Task to carry out
Show each line in the entries below that contains the string "sculpture", copied in full. Case counts.

________________________

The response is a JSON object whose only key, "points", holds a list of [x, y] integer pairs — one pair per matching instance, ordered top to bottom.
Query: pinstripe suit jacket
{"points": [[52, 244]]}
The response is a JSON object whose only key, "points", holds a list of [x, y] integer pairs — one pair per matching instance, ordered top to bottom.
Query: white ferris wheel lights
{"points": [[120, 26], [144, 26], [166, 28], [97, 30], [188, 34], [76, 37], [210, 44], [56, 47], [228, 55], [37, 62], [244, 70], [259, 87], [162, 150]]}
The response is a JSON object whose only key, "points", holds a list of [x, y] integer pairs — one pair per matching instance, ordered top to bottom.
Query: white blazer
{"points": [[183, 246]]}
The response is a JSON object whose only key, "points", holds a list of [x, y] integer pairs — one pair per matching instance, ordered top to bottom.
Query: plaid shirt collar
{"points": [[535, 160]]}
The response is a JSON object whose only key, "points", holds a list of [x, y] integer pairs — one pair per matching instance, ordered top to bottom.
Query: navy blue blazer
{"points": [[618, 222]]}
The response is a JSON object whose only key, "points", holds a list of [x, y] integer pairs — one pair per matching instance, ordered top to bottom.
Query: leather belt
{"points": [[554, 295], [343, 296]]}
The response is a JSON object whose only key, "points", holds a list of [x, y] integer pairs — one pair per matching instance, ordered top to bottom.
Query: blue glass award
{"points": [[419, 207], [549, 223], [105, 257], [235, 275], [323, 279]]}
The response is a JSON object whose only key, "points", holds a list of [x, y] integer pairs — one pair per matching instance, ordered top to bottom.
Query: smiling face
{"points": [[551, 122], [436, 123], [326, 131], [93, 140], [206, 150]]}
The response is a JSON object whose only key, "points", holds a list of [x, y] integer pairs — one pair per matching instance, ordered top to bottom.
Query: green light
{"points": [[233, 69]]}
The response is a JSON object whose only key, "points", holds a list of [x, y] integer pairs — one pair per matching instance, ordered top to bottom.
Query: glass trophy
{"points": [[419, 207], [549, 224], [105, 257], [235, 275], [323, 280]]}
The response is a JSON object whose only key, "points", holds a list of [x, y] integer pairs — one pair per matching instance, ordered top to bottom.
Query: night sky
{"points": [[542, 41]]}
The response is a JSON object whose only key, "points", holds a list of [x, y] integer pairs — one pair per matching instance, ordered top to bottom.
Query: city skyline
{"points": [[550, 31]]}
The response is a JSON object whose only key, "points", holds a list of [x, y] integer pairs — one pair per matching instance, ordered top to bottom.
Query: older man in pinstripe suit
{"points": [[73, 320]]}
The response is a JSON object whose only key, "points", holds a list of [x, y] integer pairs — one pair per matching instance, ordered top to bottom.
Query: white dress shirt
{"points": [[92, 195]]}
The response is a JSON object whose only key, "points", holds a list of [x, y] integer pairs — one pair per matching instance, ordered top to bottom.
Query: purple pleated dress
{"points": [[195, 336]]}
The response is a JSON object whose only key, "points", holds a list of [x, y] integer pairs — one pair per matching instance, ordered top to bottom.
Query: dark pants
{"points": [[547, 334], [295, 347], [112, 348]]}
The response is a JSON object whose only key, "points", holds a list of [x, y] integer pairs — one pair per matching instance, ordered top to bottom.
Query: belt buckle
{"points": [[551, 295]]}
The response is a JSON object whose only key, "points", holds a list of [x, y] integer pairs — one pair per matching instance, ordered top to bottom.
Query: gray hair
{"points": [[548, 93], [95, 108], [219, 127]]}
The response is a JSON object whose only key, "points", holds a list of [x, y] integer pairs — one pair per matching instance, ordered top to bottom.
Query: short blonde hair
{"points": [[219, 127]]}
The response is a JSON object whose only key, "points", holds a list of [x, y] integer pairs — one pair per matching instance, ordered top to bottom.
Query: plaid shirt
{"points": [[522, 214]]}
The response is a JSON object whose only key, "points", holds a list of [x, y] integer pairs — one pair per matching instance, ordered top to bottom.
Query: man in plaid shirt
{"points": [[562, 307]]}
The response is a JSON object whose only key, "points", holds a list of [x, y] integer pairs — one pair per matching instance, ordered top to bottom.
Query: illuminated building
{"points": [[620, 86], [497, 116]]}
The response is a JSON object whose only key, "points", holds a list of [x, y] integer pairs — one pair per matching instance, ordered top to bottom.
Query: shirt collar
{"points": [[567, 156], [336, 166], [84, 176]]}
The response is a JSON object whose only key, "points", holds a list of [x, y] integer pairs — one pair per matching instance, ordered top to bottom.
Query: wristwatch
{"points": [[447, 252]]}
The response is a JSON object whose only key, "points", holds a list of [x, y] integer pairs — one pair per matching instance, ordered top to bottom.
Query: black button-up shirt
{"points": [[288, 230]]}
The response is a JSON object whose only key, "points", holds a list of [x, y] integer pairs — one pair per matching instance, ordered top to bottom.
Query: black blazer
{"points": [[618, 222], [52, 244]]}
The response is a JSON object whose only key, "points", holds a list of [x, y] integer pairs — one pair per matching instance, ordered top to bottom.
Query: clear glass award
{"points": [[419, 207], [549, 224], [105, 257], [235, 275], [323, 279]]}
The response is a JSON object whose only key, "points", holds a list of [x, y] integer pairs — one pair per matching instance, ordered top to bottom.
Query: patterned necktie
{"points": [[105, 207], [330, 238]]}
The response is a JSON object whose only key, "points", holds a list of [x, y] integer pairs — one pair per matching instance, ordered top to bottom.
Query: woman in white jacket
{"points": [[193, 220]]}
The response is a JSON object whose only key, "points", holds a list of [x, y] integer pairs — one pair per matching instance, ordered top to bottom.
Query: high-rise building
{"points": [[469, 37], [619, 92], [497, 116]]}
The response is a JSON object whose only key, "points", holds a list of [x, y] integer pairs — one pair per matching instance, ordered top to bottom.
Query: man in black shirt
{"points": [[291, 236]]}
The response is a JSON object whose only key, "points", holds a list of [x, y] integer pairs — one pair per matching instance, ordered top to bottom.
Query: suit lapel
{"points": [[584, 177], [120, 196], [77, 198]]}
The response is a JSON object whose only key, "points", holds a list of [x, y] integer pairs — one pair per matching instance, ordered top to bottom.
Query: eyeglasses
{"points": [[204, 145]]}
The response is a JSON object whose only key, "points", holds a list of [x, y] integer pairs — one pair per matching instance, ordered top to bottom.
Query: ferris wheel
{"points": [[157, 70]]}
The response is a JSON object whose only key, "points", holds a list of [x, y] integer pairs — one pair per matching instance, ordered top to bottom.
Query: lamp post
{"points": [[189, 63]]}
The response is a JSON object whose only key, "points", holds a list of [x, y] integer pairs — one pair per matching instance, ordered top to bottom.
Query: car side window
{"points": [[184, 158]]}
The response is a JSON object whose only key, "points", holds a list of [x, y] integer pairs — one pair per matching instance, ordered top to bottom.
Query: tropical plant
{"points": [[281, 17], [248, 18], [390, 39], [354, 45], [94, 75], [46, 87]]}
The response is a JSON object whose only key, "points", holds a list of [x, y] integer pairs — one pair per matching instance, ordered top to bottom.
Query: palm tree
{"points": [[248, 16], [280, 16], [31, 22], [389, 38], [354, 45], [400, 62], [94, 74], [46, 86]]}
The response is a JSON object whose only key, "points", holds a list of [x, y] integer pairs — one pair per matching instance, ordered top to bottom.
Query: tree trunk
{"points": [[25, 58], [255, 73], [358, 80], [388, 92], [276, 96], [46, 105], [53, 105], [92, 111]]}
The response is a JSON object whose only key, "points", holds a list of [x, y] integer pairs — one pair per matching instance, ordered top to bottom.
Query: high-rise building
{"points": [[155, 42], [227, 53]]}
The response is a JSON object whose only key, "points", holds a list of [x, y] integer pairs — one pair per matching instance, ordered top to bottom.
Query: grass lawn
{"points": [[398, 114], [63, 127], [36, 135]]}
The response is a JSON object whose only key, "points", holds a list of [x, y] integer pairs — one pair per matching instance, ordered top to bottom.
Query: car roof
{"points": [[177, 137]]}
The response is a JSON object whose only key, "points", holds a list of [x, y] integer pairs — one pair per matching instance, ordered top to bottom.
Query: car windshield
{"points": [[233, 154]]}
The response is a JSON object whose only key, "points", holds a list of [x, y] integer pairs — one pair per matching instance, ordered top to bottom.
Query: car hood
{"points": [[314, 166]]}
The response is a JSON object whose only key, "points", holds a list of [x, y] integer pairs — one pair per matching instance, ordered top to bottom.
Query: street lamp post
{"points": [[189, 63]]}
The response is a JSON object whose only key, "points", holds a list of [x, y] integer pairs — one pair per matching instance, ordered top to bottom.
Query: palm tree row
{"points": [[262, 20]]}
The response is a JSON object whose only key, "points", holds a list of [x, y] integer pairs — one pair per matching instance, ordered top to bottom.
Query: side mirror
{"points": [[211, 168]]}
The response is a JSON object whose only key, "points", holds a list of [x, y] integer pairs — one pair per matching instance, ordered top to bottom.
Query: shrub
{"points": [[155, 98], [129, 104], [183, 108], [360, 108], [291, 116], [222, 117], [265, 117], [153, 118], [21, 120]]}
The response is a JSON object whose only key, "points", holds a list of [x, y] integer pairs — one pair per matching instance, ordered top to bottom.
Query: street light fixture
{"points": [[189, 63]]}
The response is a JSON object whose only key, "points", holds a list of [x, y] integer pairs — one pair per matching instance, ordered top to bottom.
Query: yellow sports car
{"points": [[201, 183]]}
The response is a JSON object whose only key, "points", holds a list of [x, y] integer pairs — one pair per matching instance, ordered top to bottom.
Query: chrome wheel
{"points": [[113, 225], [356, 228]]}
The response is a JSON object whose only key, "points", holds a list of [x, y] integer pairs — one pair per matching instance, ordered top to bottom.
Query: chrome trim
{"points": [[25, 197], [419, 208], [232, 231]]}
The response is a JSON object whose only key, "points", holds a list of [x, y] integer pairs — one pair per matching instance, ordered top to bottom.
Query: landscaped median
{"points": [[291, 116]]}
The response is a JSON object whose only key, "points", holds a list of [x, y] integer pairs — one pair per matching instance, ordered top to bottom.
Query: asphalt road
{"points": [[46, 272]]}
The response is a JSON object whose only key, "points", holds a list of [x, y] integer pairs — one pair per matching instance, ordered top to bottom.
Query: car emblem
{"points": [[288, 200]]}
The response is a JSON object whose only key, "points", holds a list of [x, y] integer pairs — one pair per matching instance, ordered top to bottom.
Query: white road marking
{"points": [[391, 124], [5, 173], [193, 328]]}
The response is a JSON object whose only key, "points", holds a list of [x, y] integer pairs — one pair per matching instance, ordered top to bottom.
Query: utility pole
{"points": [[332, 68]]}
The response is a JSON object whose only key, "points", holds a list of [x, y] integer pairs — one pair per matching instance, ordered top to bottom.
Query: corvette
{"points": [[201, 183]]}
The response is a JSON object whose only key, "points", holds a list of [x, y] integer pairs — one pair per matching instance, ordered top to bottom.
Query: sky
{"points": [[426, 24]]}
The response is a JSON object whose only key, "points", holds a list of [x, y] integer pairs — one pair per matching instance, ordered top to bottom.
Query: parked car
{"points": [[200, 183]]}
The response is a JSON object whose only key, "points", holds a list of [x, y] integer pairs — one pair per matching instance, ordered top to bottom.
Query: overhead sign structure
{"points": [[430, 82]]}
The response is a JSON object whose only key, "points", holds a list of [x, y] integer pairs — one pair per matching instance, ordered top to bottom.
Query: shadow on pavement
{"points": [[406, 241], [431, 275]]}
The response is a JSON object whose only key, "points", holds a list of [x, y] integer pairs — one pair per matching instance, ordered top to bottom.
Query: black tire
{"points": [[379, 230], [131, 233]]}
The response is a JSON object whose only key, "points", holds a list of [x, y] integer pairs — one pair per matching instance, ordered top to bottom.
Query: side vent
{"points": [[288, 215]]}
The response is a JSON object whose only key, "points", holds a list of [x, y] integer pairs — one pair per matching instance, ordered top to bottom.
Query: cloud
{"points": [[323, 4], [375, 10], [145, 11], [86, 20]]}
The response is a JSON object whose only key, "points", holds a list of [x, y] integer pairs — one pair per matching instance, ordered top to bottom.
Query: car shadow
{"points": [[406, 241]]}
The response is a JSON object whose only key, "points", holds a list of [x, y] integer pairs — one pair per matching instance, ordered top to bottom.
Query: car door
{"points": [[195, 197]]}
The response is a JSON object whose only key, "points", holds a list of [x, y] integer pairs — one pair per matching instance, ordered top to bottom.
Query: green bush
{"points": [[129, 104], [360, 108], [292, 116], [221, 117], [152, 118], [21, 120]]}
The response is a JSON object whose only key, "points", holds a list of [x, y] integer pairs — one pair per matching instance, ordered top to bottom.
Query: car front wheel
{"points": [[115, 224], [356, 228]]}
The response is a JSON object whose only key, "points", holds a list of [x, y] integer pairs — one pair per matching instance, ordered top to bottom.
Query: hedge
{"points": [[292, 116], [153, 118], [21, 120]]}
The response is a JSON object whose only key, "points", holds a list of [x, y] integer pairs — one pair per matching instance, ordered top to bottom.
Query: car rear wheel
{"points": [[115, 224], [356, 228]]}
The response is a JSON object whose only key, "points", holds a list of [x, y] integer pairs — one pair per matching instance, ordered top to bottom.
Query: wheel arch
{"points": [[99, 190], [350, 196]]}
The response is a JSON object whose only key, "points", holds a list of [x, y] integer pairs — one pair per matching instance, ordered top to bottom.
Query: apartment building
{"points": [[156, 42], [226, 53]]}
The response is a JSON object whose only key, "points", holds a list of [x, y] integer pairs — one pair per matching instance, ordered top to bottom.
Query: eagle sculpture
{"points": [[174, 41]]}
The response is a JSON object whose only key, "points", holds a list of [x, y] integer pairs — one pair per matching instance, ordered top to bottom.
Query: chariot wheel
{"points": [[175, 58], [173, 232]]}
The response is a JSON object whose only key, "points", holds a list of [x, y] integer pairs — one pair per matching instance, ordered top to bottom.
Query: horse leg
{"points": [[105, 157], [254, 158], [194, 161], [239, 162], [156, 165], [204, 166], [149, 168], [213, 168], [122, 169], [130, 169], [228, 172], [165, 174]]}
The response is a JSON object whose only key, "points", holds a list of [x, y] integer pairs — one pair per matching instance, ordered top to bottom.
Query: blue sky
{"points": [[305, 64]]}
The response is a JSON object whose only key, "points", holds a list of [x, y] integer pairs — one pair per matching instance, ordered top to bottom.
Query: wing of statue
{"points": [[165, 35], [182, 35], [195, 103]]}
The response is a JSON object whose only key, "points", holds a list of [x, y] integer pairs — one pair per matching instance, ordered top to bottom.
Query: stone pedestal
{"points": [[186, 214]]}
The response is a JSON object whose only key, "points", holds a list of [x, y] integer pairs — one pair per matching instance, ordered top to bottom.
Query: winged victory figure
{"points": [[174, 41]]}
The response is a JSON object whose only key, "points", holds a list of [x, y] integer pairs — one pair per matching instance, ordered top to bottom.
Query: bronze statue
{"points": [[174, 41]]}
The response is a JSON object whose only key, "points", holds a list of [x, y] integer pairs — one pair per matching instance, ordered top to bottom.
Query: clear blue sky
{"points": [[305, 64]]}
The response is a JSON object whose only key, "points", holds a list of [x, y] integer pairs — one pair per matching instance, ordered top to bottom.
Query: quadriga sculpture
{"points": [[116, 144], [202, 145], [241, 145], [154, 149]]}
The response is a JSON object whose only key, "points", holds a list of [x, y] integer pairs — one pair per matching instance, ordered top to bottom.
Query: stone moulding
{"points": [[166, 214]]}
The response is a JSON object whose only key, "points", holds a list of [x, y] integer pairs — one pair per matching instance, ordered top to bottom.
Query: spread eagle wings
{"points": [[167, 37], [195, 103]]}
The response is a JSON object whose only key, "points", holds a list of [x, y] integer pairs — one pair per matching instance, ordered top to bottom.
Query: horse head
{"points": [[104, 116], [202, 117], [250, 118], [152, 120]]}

________________________

Complete output
Query: eagle sculpture
Query: quadriga sculpture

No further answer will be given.